◆ **Supplied entries**:
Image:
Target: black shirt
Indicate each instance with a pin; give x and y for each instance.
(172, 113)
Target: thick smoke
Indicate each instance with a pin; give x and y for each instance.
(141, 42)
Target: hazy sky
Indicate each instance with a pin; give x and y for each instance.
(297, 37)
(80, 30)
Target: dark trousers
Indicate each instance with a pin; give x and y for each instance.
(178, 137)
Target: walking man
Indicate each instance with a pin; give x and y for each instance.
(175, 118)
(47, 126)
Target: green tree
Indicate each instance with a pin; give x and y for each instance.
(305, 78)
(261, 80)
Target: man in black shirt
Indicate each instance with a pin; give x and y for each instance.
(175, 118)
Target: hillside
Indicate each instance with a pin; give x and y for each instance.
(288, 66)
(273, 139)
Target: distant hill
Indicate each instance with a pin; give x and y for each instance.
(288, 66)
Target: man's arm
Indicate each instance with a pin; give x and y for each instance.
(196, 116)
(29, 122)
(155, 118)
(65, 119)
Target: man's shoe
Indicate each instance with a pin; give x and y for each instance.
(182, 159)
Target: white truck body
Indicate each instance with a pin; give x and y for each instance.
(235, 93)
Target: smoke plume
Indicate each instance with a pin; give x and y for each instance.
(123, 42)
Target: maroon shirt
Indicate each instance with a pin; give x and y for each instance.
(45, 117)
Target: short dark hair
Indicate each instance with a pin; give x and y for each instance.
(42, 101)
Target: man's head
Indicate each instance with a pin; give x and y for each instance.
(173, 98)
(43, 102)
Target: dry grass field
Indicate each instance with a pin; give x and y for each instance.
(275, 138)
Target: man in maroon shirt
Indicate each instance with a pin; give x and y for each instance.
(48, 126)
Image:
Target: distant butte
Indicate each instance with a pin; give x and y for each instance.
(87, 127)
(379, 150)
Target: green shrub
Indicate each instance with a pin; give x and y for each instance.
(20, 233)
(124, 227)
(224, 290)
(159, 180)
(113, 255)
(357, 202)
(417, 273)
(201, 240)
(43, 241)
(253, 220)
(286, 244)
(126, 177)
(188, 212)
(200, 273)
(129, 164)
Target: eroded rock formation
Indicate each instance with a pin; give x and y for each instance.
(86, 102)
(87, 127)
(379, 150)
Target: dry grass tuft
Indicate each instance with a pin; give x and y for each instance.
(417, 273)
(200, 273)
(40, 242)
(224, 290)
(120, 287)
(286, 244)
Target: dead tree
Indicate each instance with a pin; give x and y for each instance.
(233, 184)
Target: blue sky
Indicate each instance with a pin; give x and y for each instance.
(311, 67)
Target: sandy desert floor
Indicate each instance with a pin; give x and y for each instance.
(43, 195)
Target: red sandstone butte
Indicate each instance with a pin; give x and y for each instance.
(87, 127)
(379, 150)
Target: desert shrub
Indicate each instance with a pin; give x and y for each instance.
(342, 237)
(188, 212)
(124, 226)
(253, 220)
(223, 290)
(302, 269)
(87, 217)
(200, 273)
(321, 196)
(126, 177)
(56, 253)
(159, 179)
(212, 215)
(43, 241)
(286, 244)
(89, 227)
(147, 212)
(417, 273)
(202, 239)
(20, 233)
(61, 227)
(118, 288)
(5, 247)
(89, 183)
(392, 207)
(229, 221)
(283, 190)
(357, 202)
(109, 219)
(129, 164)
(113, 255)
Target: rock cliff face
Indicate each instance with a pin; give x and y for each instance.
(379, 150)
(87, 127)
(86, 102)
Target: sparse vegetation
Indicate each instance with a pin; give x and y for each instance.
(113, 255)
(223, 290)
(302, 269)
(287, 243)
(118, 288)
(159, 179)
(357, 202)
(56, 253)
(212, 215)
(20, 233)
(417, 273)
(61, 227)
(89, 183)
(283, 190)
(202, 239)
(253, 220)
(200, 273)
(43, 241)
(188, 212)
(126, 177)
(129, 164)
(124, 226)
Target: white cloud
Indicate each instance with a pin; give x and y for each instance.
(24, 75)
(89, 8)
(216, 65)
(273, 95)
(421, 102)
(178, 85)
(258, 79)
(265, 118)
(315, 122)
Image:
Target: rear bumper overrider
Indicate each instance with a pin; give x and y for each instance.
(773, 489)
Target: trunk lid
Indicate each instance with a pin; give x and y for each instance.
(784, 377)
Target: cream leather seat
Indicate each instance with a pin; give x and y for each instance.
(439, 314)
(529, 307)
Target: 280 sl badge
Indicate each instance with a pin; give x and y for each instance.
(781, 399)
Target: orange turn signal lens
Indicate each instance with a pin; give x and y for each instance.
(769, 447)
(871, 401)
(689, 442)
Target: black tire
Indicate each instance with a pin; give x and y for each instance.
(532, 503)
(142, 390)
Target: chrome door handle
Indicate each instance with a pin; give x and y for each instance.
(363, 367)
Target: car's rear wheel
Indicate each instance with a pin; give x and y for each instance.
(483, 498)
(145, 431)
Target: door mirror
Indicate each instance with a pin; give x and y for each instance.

◆ **Exercise instructions**:
Every record must appear in the answer exactly as written.

◆ **Task response**:
Image:
Target: black shirt
Indicate each instance with a pin; give x and y for each instance.
(172, 113)
Target: thick smoke
Indicate each instance with a pin; give x and y for each instance.
(141, 42)
Target: hazy sky
Indicate each instance with a pin; give x and y for each instance.
(297, 37)
(80, 30)
Target: dark trousers
Indicate each instance with a pin; give x and y for each instance.
(178, 137)
Target: walking man
Indicate each instance with a pin; give x and y for each instance.
(175, 118)
(47, 126)
Target: green tree
Indicate each instance with a pin; give x and y for each instance.
(305, 78)
(261, 80)
Target: man in black shirt
Indicate each instance with a pin; give x and y for each instance.
(175, 118)
Target: hillside
Indicate each instance with a pin; give x and y for each instance.
(288, 66)
(273, 139)
Target: distant hill
Indicate each instance with a pin; give x and y for each instance.
(288, 66)
Target: man's arm
Indicate each instance with a pin; give x and y for each instance.
(196, 116)
(29, 122)
(155, 118)
(65, 119)
Target: man's shoe
Indicate each instance with a pin; give x and y for each instance.
(182, 159)
Target: white truck body
Indicate each instance with a pin; give x and y for each instance.
(235, 93)
Target: smoke plume
Indicate each instance with a pin; give x and y for each instance.
(123, 42)
Target: maroon shirt
Indicate each instance with a pin; give x and y for each instance.
(45, 117)
Target: short dark hair
Indicate each instance with a pin; give x and y for each instance.
(42, 101)
Target: man's head
Indicate each instance with a pin; give x and y for each instance.
(173, 98)
(43, 102)
Target: dry grass field
Indicate each instance with a pin; give x and y for each instance.
(275, 138)
Target: man in maroon shirt
Indicate each instance with a pin; give x and y for each instance.
(48, 126)
Image:
Target: distant butte
Indicate each instance with a pin; give x and y for each instance.
(87, 127)
(379, 150)
Target: green shrub
Indicate each instance with a pin; give x and y for each instance.
(20, 233)
(124, 227)
(224, 290)
(159, 180)
(113, 255)
(357, 202)
(417, 273)
(201, 240)
(43, 241)
(253, 220)
(286, 244)
(126, 177)
(188, 212)
(200, 273)
(129, 164)
Target: eroded rock formation
Indicate each instance with a pin; give x and y for each instance.
(86, 102)
(87, 127)
(379, 150)
Target: dry grass tuft
Indicate each instance with a pin; give x and y for each instance.
(417, 273)
(200, 273)
(40, 242)
(224, 290)
(120, 287)
(286, 244)
Target: dead tree
Indicate each instance with a pin; give x and y for each instance.
(233, 184)
Target: blue sky
Indicate each instance with a pin; give x and y for each instance.
(311, 67)
Target: sandy desert floor
Indicate each instance with a pin; give x and y for each instance.
(43, 195)
Target: red sandstone butte
Indicate each instance with a pin; give x and y for each instance.
(87, 127)
(379, 150)
Target: desert shrub
Indicate each instance with a pin; give x and y for each instance.
(342, 237)
(188, 212)
(124, 226)
(253, 220)
(223, 290)
(302, 269)
(87, 217)
(200, 273)
(321, 196)
(126, 177)
(56, 253)
(159, 179)
(212, 215)
(43, 241)
(286, 244)
(89, 227)
(147, 212)
(417, 273)
(202, 239)
(20, 233)
(61, 227)
(118, 288)
(5, 247)
(89, 183)
(392, 207)
(229, 221)
(283, 190)
(357, 202)
(109, 219)
(129, 164)
(113, 255)
Target: rock cliff face
Indicate each instance with a pin; give x and y for each instance.
(379, 150)
(87, 127)
(86, 102)
Target: sparse vegetation
Indicate each instance with a pin; give x and y for each instance.
(113, 255)
(223, 290)
(302, 269)
(287, 243)
(118, 288)
(159, 179)
(357, 202)
(56, 253)
(212, 215)
(20, 233)
(417, 273)
(61, 227)
(89, 183)
(283, 190)
(202, 239)
(253, 220)
(200, 273)
(43, 241)
(188, 212)
(126, 177)
(129, 164)
(124, 226)
Target: white cloud
Indicate each instance with a pin; give x and y for each instance.
(24, 75)
(89, 8)
(216, 65)
(273, 95)
(421, 102)
(178, 85)
(258, 79)
(265, 118)
(315, 122)
Image:
Target: rear bumper overrider
Indicate each instance with a pin; give x and y for each instance.
(773, 489)
Target: trunk lid
Indicate each instance with a pin; give x and y for each instance.
(784, 377)
Target: cream leather seat
Indicate each instance with a pin; give x and y for each instance.
(439, 314)
(529, 307)
Target: 280 sl badge
Indicate each instance with a pin; give x and y for each instance.
(781, 399)
Target: orange turn signal lens
Indicate each instance with a pin; give x and y for each instance.
(769, 447)
(871, 401)
(689, 442)
Target: black tire
Indicate each instance with a pin; give x and y for each instance.
(532, 503)
(142, 390)
Target: chrome door handle
Indicate each instance with a pin; give x and y for each instance.
(363, 367)
Target: car's rear wheel
Indicate each instance with a pin; give x and y for each instance.
(483, 498)
(145, 431)
Target: door mirror
Indicate each instance with a pin; give x and y for each instance.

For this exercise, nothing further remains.